_Page text_.
Location
- 100, rue Broad Gatineau, Quebec, J9H 6A9 Canada

Information
- School type: High school
- Founded: 1975
- School board: Commission Scolaire des Portages-de-l'Outaouais
- Principal: Serge Guitard
- Grades: Secondary 1-5
- Enrollment: 1800 students
- Language: Canadian French
- Website: www.esgr.cspo.qc.ca

= École secondaire Grande-Rivière =

École secondaire Grande-Rivière, commonly abbreviated as ESGR or E.S.G.R. (both officially and non-officially), a francophone secondary school in Aylmer, Quebec. Its total population is over 2000, including 1992 pupils and 191 faculty members.

==Structure==

The school is divided into 7 major sectors, each unofficially called by the hundred of its number (example: "Secteur 400). The divisions between sections are generally determined by the floor on which they are, and the order in which they were built.

Facilities include a large gymnasium, swimming pool (also used for public swimming classes), two symphony practice rooms, a cafeteria, several manual work-related rooms for special education, a small greenhouse, and an extensive laboratory section.

_Data_.
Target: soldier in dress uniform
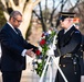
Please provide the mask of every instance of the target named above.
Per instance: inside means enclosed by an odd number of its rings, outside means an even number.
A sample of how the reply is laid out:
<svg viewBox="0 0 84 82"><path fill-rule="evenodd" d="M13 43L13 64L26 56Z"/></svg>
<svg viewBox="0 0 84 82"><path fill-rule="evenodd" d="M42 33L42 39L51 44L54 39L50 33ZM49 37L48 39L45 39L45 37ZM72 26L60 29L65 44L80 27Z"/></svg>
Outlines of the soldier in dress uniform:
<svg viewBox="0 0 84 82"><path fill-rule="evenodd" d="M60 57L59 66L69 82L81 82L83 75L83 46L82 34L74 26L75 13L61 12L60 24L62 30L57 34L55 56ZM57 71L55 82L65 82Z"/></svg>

...

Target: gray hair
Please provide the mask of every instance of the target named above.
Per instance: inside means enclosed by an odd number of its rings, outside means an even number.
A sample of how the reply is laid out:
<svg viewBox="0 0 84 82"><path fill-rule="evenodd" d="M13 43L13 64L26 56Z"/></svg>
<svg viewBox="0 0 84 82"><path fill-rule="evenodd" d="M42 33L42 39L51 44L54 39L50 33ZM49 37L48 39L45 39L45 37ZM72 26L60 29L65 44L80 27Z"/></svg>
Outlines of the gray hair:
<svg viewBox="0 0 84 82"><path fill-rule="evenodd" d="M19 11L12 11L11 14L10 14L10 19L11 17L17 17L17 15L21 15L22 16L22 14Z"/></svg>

==

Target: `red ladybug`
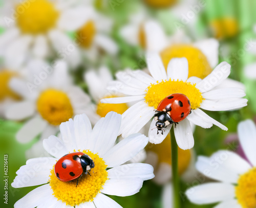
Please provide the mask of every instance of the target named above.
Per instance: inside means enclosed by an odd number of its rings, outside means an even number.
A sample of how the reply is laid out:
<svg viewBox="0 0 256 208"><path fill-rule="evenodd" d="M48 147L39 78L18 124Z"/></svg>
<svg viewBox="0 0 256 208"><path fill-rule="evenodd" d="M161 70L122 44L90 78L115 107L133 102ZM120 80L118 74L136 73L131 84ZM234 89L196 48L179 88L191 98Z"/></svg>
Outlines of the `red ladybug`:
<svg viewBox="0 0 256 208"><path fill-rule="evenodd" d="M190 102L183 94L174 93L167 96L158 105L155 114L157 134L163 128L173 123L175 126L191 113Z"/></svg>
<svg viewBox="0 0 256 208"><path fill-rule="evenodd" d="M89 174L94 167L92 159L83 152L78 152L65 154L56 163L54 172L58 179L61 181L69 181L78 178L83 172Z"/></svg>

_Written tasks_.
A. Reproduce everything in the school page from "The school is" down to "they were built.".
B. According to the school page, in what year was the school founded?
C. List every facility the school page names for the school.

_Responses by task_.
A.
The school is divided into 7 major sectors, each unofficially called by the hundred of its number (example: "Secteur 400). The divisions between sections are generally determined by the floor on which they are, and the order in which they were built.

B. 1975

C.
- a large gymnasium
- a swimming pool
- two symphony practice rooms
- a cafeteria
- several manual work-related rooms for special education
- a small greenhouse
- an extensive laboratory section